**Reading text:**
It does seem that an ear for music goes along with a gift for languages, and Kreisler was a polyglot. Sheen was virtually tone deaf and although his French was grammatical and fluent, he spoke it with a poor accent. Kreisler took an interest in the building of the Church of Our Saviour of which I am the sixth pastor. Bishop Sheen often remarked that he was to be the first pastor but that did not work out for reasons known best to him and Cardinal Spellman. He lived across the street and often visited what are now my rooms. I think the good bishop would be pleased to see in my study a fine bust of Kreisler, carved in 1949 by the Czech sculptor Mario Korbel. It came my way by almost miraculous circumstance. Carved on it are the opening notes of his “Liebesfreud.”

**Given problem A:** In the passage about Kreisler and Sheen, who carved the bust of Kreisler, and in what year?
**Given problem B:** List every person named in the passage about Kreisler and Sheen.
**Given problem C:** Extend the passage about Kreisler and Sheen past its final sentence.

**Data extract:**
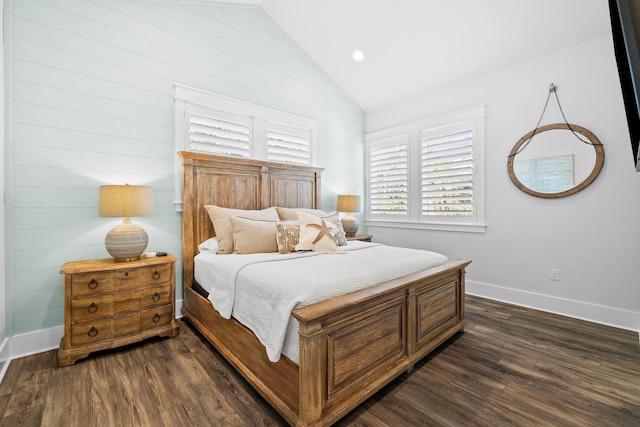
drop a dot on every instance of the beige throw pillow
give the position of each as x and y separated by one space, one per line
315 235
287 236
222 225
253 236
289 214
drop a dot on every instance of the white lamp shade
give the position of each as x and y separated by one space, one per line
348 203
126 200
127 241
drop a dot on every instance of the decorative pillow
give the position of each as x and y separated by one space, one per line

...

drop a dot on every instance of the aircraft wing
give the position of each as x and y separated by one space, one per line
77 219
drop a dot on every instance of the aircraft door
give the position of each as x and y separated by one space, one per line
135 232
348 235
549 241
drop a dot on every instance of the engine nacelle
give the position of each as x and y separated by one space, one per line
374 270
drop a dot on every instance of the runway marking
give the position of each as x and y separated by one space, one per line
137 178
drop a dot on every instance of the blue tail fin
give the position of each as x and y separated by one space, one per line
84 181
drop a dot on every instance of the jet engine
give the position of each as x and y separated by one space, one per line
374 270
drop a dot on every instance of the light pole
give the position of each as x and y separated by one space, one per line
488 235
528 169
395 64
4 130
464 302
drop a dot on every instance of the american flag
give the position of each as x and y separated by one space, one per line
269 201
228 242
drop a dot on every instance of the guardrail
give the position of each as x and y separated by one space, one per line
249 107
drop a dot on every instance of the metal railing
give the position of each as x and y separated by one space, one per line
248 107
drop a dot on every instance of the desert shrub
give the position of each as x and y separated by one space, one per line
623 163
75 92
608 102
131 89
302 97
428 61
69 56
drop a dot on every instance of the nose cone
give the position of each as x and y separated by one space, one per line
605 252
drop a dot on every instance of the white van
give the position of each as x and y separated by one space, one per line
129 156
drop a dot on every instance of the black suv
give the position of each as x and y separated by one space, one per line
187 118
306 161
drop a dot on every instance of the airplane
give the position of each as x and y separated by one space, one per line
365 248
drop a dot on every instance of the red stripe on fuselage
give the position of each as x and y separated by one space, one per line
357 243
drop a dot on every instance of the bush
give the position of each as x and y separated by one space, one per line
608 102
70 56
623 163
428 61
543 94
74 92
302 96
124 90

**Final result A:** The Czech sculptor Mario Korbel carved it in 1949.

**Final result B:** Kreisler; Sheen (Bishop Sheen); Cardinal Spellman; Mario Korbel

**Final result C:**
These were some of the memories that infused themselves when I came across that Coolidge-Dawes campaign button, and, if they ramble a little here and there, they are, after all, involuntary. It is just that some of this might be worth noting, or else they could be lost. I should give the last word to John Henry Newman whose sister, Harriet, thought that he had the potential to become another Paganini, although we assume not in every detail. Newman took up the violin at the age of ten and performed for his Oxford colleagues, for the near destitute children of Littlemore, in his Oratory school, and alone, even composing for a comic opera. He writes in The Idea of a University: Music, I suppose … has an object of its own … it is the expression of ideas greater and more profound than any in the visible world, ideas, which center indeed in Him whom Catholicism manifests, who is the seat of all beauty, order, and perfection whatever, still ideas after all which are not those on which Revelation directly and principally fixes our gaze.”